_Istruzioni di lavoro_
• a. Traduci in inglese questa frase dell'estratto scelto sull'appello: "L’appello è infondato e deve pertanto essere respinto, con conseguente conferma della impugnata sentenza di primo grado."
• b. Rispondi in breve alle domande seguenti in base all'estratto scelto sull'appello.
(i) In quale data la Regione ha depositato la sua memoria?
(ii) A quale data era fissata la pubblica udienza di discussione?
(iii) Secondo parte appellante, chi avrebbe classificato l'intera zona come area ad alta pericolosità?
• c. Procedi con la stesura dell'estratto scelto sull'appello contro il vincolo di inedificabilità, a partire dal punto in cui si interrompe.

3. Costituitasi, con memoria del 27.5.2019 la Regione ha replicato partitamente alle argomentazioni avversarie, concludendo per la reiezione dell’appello.
4. Con memoria firmata il 31.5.2019 parte appellante, insistendovi, ha riepilogato le proprie tesi.
5. La causa quindi, chiamata alla pubblica udienza di discussione del 2.7.2019, è stata ivi trattenuta in decisione.
6. L’appello è infondato e deve pertanto essere respinto, con conseguente conferma della impugnata sentenza di primo grado.
6.1. Parte appellante, nella sostanza, lamenta una mancata giustificazione del vincolo di inedificabilità assoluta imposto dal P.U.G. sulle aree di sua proprietà, derivante dalla presunta carenza di attività istruttoria svolta dal Comune, il quale avrebbe sommariamente classificato l’intera zona come area ad alta pericolosità in ragione della particolare sua collocazione geografica.
6.2. Occorre al riguardo evidenziare che la giurisprudenza amministrativa è conforme nel ritenere che le scelte operate in sede di pianificazione urbanistica godono di ampi margini di discrezionalità, costituendo apprezzamento di merito sottratto al sindacato di legittimità (Cons. Stato, IV, 19.2.2019, n. 1151).

_Materiale fornito_
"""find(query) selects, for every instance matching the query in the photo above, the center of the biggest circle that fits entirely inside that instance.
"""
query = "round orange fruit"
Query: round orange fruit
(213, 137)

_Soluzioni degli esercizi_
• a. The appeal is unfounded and must therefore be dismissed, with the consequent confirmation of the challenged first-instance judgment.

• b.
(i) Il 27.5.2019.
(ii) Il 2.7.2019.
(iii) Il Comune.

• c.
In tali casi, le decisioni dell’amministrazione riguardo alla destinazione di singole aree non necessitano di apposita motivazione, oltre quella che si può evincere dai criteri generali – di ordine tecnico discrezionale – seguiti nell’impostazione del piano stesso.
Infatti, nell’ipotesi in cui la destinazione di un’area muti per effetto dell’adozione di un nuovo strumento urbanistico generale, che provveda ad una nuova e complessiva definizione del territorio comunale, ciò che è in discussione è il complessivo disegno di governo del territorio da parte dell’ente locale, di modo che la motivazione non può riguardare ogni singola previsione (o zonizzazione), ma deve avere riguardo, secondo criteri di sufficienza e congruità, al complesso delle scelte effettuate dall’ente con il nuovo strumento urbanistico. Né, d’altra parte, una destinazione di zona precedentemente impressa determina l’acquisizione, una volta e per sempre, di una aspettativa di edificazione non più mutabile, essendo appunto questa modificabile con l’adozione di un nuovo strumento urbanistico, alla luce dei mutati contesti e delle esigenze medio tempore sopravvenute (Cons. Stato, IV, 19.11.2018, n. 6483).
In applicazione di tale costante orientamento giurisprudenziale, il vincolo di inedificabilità assoluta, impresso dal P.U.G. sui suoli di proprietà della parte appellante, deriva dalla nuova e complessiva valutazione del territorio operata dal Comune sulla base della classificazione degli stessi effettuata dal vigente PAI come aree ad alta pericolosità idraulica.
6.3. Nessun rilievo assume conseguentemente quanto affermato da parte appellante secondo il quale il terreno in oggetto avrebbe dovuto essere sottoposto alle previsioni di cui all’art. 4.07.1 delle NTA e non a quelle di cui all’art. 4.07.2, costituendo quest’ultime misura sproporzionata ed ingiustificata, essendo l’area de quo stata già impegnata da attività estrattiva.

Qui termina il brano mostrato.